→ WHAT YOU WILL DO: Rewrite the listing below, substituting "ecologist" for every instance of "biologist" and leaving all other text unchanged.

→ EXCERPTED DATA:
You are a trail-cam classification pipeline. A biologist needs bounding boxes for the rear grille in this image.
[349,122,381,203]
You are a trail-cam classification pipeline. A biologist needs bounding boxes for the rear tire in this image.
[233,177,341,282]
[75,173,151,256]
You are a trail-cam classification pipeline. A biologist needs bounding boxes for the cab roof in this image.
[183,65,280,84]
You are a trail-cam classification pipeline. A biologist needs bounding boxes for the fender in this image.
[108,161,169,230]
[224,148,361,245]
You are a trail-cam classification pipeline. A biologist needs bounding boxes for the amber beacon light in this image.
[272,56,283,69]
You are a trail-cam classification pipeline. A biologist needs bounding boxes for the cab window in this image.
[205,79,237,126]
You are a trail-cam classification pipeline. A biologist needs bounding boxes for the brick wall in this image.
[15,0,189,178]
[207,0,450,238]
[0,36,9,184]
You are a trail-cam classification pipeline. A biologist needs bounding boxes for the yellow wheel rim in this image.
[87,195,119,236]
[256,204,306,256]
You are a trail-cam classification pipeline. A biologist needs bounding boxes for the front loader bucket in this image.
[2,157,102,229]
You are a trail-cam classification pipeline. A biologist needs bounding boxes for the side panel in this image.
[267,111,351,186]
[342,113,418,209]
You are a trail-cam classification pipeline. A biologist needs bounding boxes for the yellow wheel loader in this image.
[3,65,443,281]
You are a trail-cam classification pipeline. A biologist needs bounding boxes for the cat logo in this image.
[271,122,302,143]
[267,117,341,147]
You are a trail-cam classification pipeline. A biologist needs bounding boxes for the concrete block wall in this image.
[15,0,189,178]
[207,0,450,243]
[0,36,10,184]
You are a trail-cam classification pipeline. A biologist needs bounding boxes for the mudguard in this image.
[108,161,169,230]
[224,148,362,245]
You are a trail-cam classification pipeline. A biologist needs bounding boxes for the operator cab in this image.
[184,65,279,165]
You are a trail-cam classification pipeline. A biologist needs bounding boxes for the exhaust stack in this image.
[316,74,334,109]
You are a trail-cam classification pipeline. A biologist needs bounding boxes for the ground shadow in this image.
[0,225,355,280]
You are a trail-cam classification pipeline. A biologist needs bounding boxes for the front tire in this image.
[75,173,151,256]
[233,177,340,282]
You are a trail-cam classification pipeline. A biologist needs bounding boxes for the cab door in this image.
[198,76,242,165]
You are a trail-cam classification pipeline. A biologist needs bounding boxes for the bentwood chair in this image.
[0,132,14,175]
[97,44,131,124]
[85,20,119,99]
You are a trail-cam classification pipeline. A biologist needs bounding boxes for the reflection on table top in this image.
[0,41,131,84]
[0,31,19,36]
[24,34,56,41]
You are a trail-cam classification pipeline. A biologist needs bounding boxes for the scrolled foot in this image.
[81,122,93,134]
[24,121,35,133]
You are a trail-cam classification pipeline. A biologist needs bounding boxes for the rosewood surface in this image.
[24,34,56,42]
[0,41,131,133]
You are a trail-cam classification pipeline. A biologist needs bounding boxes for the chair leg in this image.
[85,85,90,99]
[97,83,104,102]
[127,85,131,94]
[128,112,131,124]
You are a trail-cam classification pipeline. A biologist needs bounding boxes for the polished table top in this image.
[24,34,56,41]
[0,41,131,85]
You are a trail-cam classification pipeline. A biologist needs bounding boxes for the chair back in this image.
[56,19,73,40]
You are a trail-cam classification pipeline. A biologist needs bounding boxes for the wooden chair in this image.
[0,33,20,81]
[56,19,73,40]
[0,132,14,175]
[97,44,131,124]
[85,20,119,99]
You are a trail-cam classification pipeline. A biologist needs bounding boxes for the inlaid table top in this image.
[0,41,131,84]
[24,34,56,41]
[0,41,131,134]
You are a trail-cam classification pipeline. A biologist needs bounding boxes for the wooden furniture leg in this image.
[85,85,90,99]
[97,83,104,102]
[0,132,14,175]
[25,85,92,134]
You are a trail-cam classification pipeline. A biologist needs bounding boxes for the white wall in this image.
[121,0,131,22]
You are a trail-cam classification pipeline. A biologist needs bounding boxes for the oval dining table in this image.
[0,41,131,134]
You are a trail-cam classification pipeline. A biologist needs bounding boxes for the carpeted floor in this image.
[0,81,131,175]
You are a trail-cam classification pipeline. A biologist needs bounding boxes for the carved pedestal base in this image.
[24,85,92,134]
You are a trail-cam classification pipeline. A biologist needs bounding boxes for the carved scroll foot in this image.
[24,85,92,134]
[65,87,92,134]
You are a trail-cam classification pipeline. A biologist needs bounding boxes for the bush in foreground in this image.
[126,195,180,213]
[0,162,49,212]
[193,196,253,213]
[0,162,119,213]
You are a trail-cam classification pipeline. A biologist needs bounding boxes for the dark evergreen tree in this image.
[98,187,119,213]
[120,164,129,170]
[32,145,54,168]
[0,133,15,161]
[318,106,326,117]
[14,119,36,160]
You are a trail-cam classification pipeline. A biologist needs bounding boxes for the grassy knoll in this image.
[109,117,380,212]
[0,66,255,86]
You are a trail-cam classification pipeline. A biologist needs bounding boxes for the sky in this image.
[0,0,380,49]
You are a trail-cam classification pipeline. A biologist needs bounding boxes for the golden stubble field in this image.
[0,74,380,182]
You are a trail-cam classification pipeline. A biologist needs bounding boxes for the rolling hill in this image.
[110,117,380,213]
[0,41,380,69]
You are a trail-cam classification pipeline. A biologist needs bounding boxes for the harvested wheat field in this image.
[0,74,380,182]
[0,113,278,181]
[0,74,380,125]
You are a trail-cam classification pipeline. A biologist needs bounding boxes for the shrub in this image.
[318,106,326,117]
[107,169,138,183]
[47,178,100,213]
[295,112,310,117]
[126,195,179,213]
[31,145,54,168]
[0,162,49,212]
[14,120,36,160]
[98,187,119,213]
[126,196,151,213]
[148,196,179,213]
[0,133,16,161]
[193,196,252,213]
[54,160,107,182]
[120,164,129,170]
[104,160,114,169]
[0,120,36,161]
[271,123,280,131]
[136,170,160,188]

→ WRITTEN SOLUTION:
You are a trail-cam classification pipeline. A ecologist needs bounding boxes for the rear grille in this image.
[349,122,381,203]
You are a trail-cam classification pipeline. A ecologist needs bounding boxes for the rear tire in this image.
[233,177,341,282]
[75,173,151,256]
You are a trail-cam classification pipeline. A ecologist needs bounding boxes for the cab roof in this image.
[183,65,280,84]
You are a trail-cam classification pipeline. A ecologist needs bounding boxes for the fender in this image.
[108,161,169,230]
[224,148,361,245]
You are a trail-cam classification pipeline. A ecologist needs bounding boxes for the amber beacon light in this image.
[272,56,283,69]
You are a trail-cam classification pipeline. A ecologist needs bounding boxes for the cab window in this image.
[205,79,237,126]
You are a trail-cam classification pipeline. A ecologist needs bounding boxes for the brick wall in this image.
[15,0,189,178]
[207,0,450,238]
[0,36,9,184]
You are a trail-cam classification pipeline. A ecologist needs bounding boxes for the yellow wheel rim in this image.
[87,195,119,236]
[256,204,306,256]
You are a trail-cam classification pipeline. A ecologist needs bounding boxes for the front loader bucket in this image.
[2,157,102,229]
You are a trail-cam classification pipeline. A ecologist needs bounding boxes for the side panel in this image.
[267,111,351,186]
[342,113,418,209]
You are a trail-cam classification pipeline. A ecologist needs bounding boxes for the yellow wheel loader in this image.
[3,65,443,281]
You are a trail-cam classification pipeline. A ecologist needs bounding boxes for the cat logo in this image.
[271,122,302,143]
[267,117,341,147]
You are a trail-cam classification pipeline. A ecologist needs bounding boxes for the concrete block wall in this image.
[15,0,189,178]
[207,0,450,243]
[0,36,10,184]
You are a trail-cam classification pipeline. A ecologist needs bounding boxes for the mudguard in this image.
[108,161,169,230]
[224,148,362,245]
You are a trail-cam classification pipeline. A ecologist needs bounding boxes for the operator cab in this image.
[184,65,279,165]
You are a trail-cam classification pipeline. A ecologist needs bounding boxes for the exhaust stack in this image.
[316,74,334,109]
You are a trail-cam classification pipeline. A ecologist needs bounding boxes for the ground shadow in this image.
[0,225,355,280]
You are a trail-cam classification pipeline. A ecologist needs bounding boxes for the front tire in this image.
[75,173,151,256]
[233,177,340,282]
You are a trail-cam classification pipeline. A ecologist needs bounding boxes for the cab door in this image.
[198,76,242,165]
You are a trail-cam classification pipeline. A ecologist needs bounding boxes for the bentwood chair in this image.
[0,132,14,175]
[97,44,131,124]
[85,20,119,99]
You are a trail-cam classification pipeline. A ecologist needs bounding boxes for the reflection on table top in this image.
[0,41,131,84]
[0,31,19,36]
[24,34,56,41]
You are a trail-cam classification pipeline. A ecologist needs bounding boxes for the scrolled foot in this image.
[81,122,93,134]
[24,121,35,133]
You are a trail-cam classification pipeline. A ecologist needs bounding boxes for the rosewood surface in this image.
[24,34,56,42]
[0,41,131,133]
You are a trail-cam classification pipeline. A ecologist needs bounding boxes for the chair leg in this image.
[85,85,90,99]
[97,83,104,102]
[127,85,131,94]
[128,112,131,124]
You are a trail-cam classification pipeline. A ecologist needs bounding boxes for the polished table top in this image.
[24,34,56,41]
[0,41,131,85]
You are a trail-cam classification pipeline. A ecologist needs bounding boxes for the chair back in this image.
[56,19,73,40]
You are a trail-cam classification pipeline. A ecologist needs bounding boxes for the wooden chair in this image.
[0,33,20,81]
[56,19,73,40]
[0,132,14,175]
[97,44,131,124]
[85,20,119,99]
You are a trail-cam classification pipeline. A ecologist needs bounding boxes for the inlaid table top in this image.
[0,41,131,84]
[24,34,56,41]
[0,41,131,134]
You are a trail-cam classification pipeline. A ecologist needs bounding boxes for the wooden furniture leg in this image.
[85,85,90,99]
[97,83,104,102]
[0,132,14,175]
[25,85,92,134]
You are a trail-cam classification pipeline. A ecologist needs bounding boxes for the white wall in this image.
[121,0,131,22]
You are a trail-cam classification pipeline. A ecologist needs bounding boxes for the oval dining table in this image.
[0,41,131,134]
You are a trail-cam classification pipeline. A ecologist needs bounding boxes for the carpeted floor in this image.
[0,81,131,175]
You are a trail-cam classification pipeline. A ecologist needs bounding boxes for the carved pedestal base in this image.
[24,85,92,134]
You are a trail-cam classification pipeline. A ecologist needs bounding boxes for the carved scroll foot in this image.
[24,85,92,134]
[65,87,92,134]
You are a trail-cam classification pipeline. A ecologist needs bounding boxes for the bush in foreground in this image.
[126,195,180,213]
[0,162,49,212]
[193,196,253,213]
[0,162,119,213]
You are a trail-cam classification pipeline. A ecologist needs bounding boxes for the dark evergreen tree in this image.
[98,187,119,213]
[120,164,129,170]
[32,145,54,168]
[0,133,15,161]
[318,106,326,117]
[14,119,36,160]
You are a trail-cam classification pipeline. A ecologist needs bounding boxes for the grassy knoll in this image.
[109,117,380,212]
[0,66,255,86]
You are a trail-cam classification pipeline. A ecologist needs bounding boxes for the sky in this image.
[0,0,380,49]
You are a trail-cam classification pipeline. A ecologist needs bounding boxes for the golden stubble field in this image.
[0,74,380,182]
You are a trail-cam classification pipeline. A ecologist needs bounding boxes for the rolling hill in this image.
[110,117,380,213]
[0,41,380,69]
You are a trail-cam classification pipeline. A ecologist needs bounding boxes for the harvested wheat field in this image.
[0,74,380,182]
[0,113,278,181]
[0,74,380,125]
You are a trail-cam classification pipeline. A ecologist needs bounding boxes for the shrub in this image.
[318,106,326,117]
[107,169,138,183]
[47,178,100,213]
[295,112,310,117]
[126,195,179,213]
[31,145,54,168]
[0,162,49,212]
[14,120,36,160]
[98,187,119,213]
[126,196,151,213]
[148,196,179,213]
[0,133,16,161]
[193,196,252,213]
[54,160,107,182]
[120,164,129,170]
[104,160,114,169]
[0,120,36,161]
[271,123,280,131]
[136,170,160,188]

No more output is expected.